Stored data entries
----
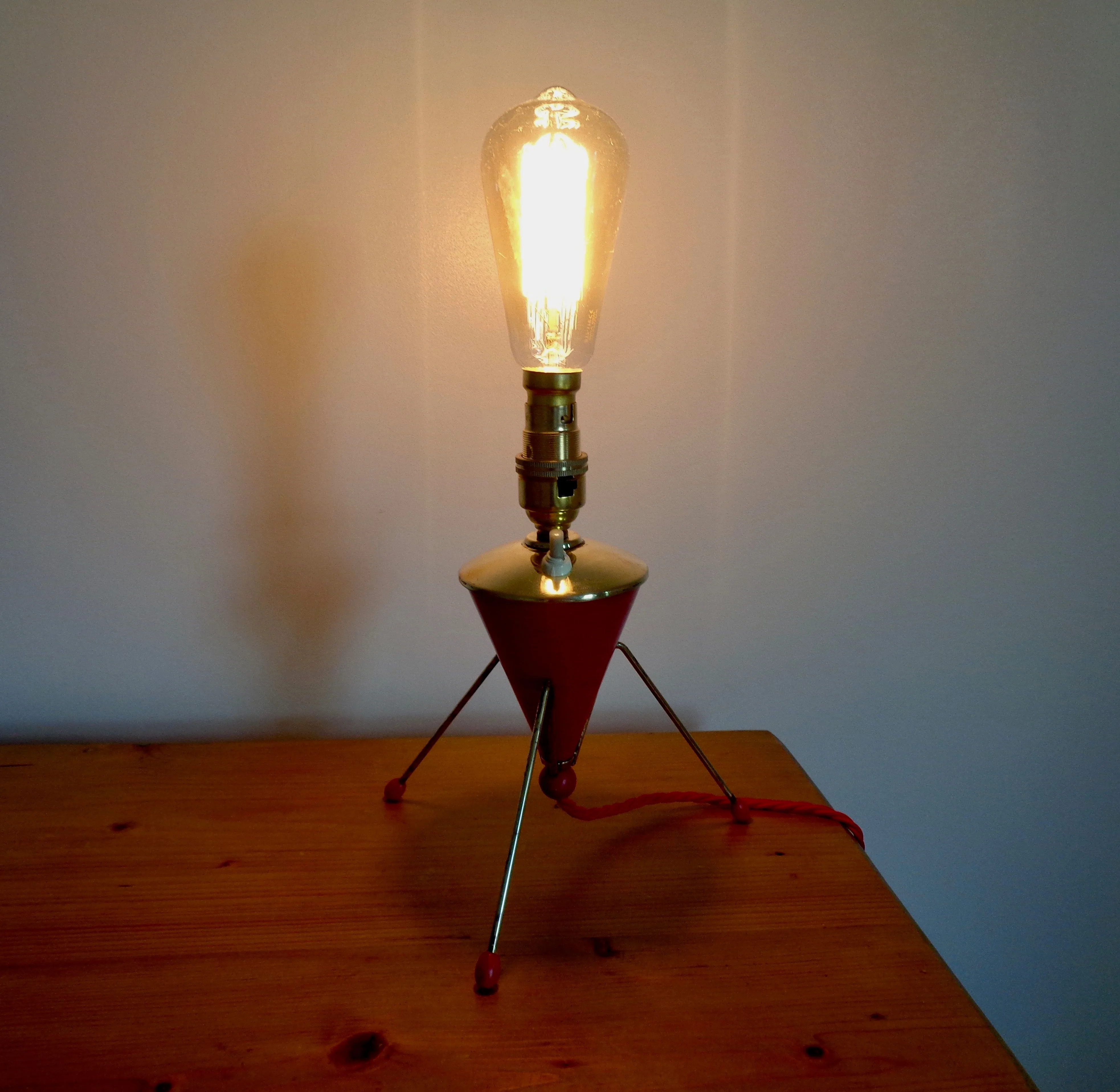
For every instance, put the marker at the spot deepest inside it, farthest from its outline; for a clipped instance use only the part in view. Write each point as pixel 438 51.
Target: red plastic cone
pixel 571 643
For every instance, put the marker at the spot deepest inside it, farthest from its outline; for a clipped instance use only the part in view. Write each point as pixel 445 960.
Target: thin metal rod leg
pixel 447 724
pixel 677 720
pixel 543 708
pixel 395 789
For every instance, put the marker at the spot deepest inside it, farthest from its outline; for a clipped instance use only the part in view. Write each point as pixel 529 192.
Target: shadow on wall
pixel 302 591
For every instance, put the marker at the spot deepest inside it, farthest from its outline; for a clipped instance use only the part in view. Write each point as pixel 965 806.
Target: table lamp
pixel 555 604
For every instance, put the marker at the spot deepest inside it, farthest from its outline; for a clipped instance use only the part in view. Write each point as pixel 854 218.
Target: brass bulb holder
pixel 551 469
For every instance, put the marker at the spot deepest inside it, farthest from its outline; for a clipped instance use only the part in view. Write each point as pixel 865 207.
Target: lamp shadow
pixel 302 589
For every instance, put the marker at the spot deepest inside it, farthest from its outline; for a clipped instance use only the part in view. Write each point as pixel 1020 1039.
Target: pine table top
pixel 254 917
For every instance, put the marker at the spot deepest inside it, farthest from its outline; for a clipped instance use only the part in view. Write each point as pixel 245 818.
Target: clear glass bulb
pixel 555 173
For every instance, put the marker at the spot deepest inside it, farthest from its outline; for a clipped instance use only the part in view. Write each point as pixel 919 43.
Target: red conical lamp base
pixel 566 636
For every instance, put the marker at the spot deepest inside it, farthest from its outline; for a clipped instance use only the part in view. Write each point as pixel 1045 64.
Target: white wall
pixel 854 400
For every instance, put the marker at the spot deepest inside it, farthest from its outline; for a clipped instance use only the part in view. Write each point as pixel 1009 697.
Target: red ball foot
pixel 557 784
pixel 741 813
pixel 487 973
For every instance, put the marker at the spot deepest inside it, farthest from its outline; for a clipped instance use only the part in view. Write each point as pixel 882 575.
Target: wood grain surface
pixel 251 915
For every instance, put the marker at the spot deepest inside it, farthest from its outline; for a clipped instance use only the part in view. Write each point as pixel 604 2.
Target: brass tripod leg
pixel 395 790
pixel 489 966
pixel 688 736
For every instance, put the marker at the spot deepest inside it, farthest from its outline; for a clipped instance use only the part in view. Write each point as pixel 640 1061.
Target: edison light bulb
pixel 555 172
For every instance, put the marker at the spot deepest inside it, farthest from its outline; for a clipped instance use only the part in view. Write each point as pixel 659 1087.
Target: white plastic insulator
pixel 557 565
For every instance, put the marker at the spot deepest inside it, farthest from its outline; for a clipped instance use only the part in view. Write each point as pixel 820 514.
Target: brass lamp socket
pixel 551 469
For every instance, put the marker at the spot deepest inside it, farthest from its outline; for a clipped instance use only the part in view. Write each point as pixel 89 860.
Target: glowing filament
pixel 554 241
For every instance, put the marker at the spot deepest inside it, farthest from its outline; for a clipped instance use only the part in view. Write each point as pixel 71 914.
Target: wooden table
pixel 251 915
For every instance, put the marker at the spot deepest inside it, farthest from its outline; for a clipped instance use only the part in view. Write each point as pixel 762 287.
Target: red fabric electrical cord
pixel 784 807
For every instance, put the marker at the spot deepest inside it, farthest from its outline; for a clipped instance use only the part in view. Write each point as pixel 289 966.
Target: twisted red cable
pixel 783 807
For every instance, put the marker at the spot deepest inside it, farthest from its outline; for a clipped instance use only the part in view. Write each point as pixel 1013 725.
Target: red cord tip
pixel 487 973
pixel 741 813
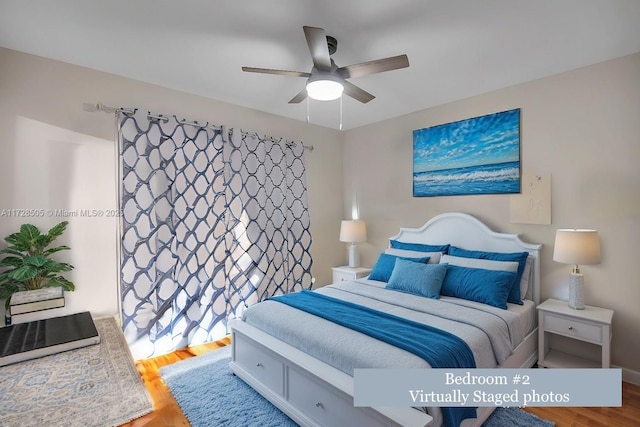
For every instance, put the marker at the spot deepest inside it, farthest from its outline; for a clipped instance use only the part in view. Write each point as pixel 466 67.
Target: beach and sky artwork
pixel 480 155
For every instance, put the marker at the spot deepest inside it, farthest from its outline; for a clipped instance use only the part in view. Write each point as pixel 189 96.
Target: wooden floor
pixel 167 413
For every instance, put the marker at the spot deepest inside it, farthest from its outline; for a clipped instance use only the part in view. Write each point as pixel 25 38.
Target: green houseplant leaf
pixel 27 262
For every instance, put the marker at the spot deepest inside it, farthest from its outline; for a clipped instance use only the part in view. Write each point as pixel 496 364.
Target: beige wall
pixel 583 129
pixel 54 155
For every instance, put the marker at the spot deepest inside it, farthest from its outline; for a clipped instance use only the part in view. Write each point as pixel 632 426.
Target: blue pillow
pixel 477 284
pixel 417 278
pixel 421 247
pixel 384 266
pixel 520 257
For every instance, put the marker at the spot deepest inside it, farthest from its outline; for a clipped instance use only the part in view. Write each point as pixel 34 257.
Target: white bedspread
pixel 491 333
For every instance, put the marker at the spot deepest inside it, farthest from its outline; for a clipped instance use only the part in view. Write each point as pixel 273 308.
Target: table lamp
pixel 576 247
pixel 353 231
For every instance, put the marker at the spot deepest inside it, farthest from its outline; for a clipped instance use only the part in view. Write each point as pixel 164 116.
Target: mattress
pixel 491 333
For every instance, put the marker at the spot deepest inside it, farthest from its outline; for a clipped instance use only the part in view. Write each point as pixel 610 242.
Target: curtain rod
pixel 92 108
pixel 277 140
pixel 104 108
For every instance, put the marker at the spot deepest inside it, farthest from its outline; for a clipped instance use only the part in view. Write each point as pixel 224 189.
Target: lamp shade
pixel 353 231
pixel 577 247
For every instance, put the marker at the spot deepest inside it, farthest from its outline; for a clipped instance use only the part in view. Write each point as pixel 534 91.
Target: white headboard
pixel 466 231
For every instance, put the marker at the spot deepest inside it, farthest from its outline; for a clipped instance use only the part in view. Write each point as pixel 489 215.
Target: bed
pixel 304 363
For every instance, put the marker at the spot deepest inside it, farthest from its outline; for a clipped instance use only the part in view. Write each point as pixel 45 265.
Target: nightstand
pixel 349 273
pixel 593 324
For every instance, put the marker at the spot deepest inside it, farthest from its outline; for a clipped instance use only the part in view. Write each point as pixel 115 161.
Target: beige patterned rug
pixel 92 386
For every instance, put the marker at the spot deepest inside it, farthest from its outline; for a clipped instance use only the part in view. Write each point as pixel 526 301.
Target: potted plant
pixel 27 262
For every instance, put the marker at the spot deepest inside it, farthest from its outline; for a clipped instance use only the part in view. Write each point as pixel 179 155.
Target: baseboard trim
pixel 630 376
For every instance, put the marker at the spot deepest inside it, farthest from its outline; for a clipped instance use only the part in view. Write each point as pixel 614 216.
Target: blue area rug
pixel 210 395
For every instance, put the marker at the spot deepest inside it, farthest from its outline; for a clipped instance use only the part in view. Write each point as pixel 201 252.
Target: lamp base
pixel 576 291
pixel 354 260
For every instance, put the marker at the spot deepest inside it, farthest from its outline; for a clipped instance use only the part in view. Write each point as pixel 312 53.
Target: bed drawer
pixel 260 363
pixel 573 328
pixel 325 405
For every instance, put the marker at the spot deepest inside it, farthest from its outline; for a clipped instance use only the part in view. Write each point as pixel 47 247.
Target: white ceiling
pixel 456 48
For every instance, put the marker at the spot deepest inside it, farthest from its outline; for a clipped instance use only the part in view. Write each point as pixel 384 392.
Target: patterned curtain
pixel 213 222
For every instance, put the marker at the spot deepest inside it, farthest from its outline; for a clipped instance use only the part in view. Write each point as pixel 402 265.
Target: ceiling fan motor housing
pixel 332 43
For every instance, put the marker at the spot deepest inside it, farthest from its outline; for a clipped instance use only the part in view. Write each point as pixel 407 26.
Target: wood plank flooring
pixel 167 413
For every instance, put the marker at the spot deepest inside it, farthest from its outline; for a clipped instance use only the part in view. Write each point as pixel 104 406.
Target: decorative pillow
pixel 385 263
pixel 420 247
pixel 524 282
pixel 487 264
pixel 417 278
pixel 434 257
pixel 477 284
pixel 520 257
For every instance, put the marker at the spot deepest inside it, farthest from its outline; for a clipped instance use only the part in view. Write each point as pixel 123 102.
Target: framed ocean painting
pixel 480 155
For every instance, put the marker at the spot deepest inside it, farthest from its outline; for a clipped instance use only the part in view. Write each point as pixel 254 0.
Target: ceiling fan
pixel 326 81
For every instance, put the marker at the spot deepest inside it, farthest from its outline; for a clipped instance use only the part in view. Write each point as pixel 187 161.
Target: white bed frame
pixel 314 393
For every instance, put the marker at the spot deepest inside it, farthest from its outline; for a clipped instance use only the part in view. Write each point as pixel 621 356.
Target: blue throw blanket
pixel 439 348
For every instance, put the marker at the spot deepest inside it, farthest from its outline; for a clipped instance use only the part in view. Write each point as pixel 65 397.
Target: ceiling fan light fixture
pixel 324 90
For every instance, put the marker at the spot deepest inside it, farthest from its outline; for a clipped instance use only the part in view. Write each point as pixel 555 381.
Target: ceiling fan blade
pixel 272 71
pixel 356 93
pixel 299 97
pixel 375 66
pixel 317 41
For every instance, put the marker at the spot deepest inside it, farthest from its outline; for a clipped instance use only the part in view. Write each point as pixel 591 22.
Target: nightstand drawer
pixel 573 328
pixel 341 274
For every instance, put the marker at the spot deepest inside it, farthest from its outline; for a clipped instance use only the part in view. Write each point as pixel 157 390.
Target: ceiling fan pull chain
pixel 340 112
pixel 307 109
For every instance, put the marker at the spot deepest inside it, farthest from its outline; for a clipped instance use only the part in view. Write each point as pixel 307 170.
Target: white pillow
pixel 527 274
pixel 487 264
pixel 434 257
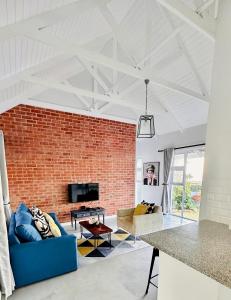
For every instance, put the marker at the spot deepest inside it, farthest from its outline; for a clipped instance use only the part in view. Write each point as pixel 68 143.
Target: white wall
pixel 216 192
pixel 147 150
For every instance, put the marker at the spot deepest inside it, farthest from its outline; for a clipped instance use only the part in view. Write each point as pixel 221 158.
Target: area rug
pixel 121 241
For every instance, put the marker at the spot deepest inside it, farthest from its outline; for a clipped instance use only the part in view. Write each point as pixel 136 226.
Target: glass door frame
pixel 183 168
pixel 183 183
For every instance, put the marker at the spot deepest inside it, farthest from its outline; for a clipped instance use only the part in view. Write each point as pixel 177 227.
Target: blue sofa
pixel 35 261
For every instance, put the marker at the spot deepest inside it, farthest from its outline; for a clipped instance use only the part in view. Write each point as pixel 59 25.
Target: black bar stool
pixel 155 253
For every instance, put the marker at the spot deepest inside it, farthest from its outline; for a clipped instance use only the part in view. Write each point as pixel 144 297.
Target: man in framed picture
pixel 150 178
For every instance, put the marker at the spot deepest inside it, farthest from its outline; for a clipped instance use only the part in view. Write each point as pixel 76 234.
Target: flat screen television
pixel 82 192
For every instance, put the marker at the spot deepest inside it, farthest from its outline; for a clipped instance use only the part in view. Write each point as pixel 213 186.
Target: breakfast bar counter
pixel 202 248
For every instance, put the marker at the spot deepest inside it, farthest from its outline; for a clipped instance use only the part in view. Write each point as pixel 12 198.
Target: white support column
pixel 216 191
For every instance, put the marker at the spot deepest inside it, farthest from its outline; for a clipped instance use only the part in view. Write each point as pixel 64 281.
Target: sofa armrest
pixel 35 261
pixel 124 212
pixel 148 223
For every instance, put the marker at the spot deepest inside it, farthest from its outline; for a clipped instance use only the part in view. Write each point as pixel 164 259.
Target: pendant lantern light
pixel 146 127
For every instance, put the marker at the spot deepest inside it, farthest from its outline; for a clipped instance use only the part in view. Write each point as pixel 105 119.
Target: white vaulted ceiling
pixel 92 56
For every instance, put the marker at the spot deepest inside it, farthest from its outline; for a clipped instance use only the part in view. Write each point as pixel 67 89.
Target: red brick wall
pixel 46 150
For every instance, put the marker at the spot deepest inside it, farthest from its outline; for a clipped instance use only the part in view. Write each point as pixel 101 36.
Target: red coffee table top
pixel 95 229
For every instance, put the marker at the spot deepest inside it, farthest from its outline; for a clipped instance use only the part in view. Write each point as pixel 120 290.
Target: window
pixel 186 182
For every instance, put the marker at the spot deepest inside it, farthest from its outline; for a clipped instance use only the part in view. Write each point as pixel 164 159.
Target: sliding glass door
pixel 186 182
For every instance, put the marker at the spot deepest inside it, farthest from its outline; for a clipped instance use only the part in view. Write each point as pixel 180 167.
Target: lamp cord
pixel 146 106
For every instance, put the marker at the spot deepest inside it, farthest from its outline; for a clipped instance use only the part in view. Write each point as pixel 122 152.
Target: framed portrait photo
pixel 151 172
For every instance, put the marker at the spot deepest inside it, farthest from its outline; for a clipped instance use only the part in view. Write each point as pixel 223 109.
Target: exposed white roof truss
pixel 51 50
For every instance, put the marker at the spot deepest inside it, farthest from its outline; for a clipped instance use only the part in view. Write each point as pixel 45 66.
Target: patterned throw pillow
pixel 151 207
pixel 41 223
pixel 54 228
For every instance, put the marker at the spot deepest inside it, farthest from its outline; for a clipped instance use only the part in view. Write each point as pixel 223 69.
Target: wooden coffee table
pixel 96 231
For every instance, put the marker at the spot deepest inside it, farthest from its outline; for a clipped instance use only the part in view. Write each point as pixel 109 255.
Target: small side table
pixel 88 212
pixel 155 253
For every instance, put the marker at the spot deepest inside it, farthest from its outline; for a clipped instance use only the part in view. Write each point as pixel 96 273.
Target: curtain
pixel 4 177
pixel 6 275
pixel 166 198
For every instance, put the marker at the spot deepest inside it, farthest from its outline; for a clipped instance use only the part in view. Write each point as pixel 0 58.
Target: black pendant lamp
pixel 146 128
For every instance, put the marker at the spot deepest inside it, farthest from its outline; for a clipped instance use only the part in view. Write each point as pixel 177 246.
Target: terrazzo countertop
pixel 205 246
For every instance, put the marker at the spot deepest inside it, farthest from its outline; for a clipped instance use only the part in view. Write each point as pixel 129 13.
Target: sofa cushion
pixel 23 217
pixel 41 223
pixel 24 228
pixel 12 237
pixel 140 209
pixel 54 228
pixel 22 207
pixel 27 233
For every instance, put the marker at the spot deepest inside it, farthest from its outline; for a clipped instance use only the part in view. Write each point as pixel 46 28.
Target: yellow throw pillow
pixel 140 210
pixel 54 228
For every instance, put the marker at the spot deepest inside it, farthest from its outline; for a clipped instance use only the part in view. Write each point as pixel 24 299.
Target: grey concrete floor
pixel 119 277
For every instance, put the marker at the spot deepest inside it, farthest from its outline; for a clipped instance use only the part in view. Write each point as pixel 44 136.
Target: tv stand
pixel 86 212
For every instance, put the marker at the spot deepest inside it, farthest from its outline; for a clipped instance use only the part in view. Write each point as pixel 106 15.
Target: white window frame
pixel 183 168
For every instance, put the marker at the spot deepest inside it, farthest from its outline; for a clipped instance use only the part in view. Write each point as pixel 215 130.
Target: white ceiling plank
pixel 204 6
pixel 182 11
pixel 170 110
pixel 111 63
pixel 82 99
pixel 49 18
pixel 115 29
pixel 81 92
pixel 90 68
pixel 115 57
pixel 30 29
pixel 49 63
pixel 16 100
pixel 130 88
pixel 187 55
pixel 95 114
pixel 161 45
pixel 216 9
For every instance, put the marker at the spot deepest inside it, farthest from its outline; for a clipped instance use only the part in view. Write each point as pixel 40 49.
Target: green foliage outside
pixel 177 194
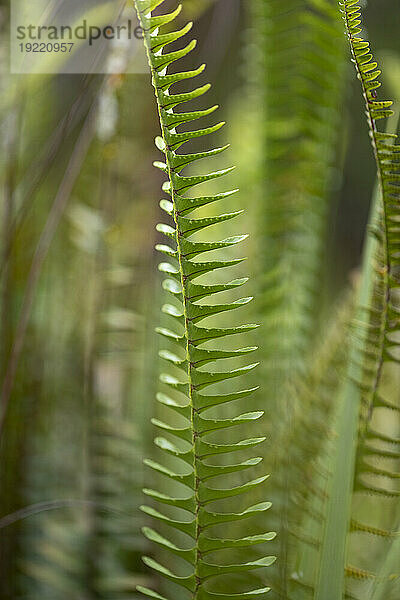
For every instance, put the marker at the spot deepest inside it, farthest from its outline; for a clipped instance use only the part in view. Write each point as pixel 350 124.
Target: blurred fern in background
pixel 86 382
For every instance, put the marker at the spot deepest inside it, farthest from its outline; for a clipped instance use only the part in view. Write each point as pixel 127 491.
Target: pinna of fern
pixel 190 444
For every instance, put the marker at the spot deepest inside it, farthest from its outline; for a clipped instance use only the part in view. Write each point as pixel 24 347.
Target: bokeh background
pixel 80 290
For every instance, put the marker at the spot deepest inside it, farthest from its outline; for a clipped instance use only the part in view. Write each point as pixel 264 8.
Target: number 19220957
pixel 46 47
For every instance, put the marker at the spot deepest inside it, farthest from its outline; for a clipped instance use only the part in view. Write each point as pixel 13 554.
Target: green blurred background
pixel 83 388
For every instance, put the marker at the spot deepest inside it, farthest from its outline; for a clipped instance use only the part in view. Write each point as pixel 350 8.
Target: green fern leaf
pixel 192 447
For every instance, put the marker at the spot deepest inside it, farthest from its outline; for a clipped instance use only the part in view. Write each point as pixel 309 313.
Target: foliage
pixel 80 297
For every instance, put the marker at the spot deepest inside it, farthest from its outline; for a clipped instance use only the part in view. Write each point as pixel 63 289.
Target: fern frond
pixel 301 49
pixel 376 325
pixel 191 447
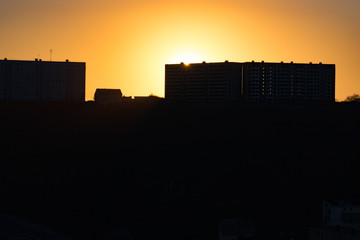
----
** What the task asks **
Find every line in the entries above that contains the word "green", and copy each one in full. Case matters, so match only that exact form.

** Finished exercise **
Target: green houseplant leaf
Target: green foliage outside
Target: green blurred background
Target: green fern leaf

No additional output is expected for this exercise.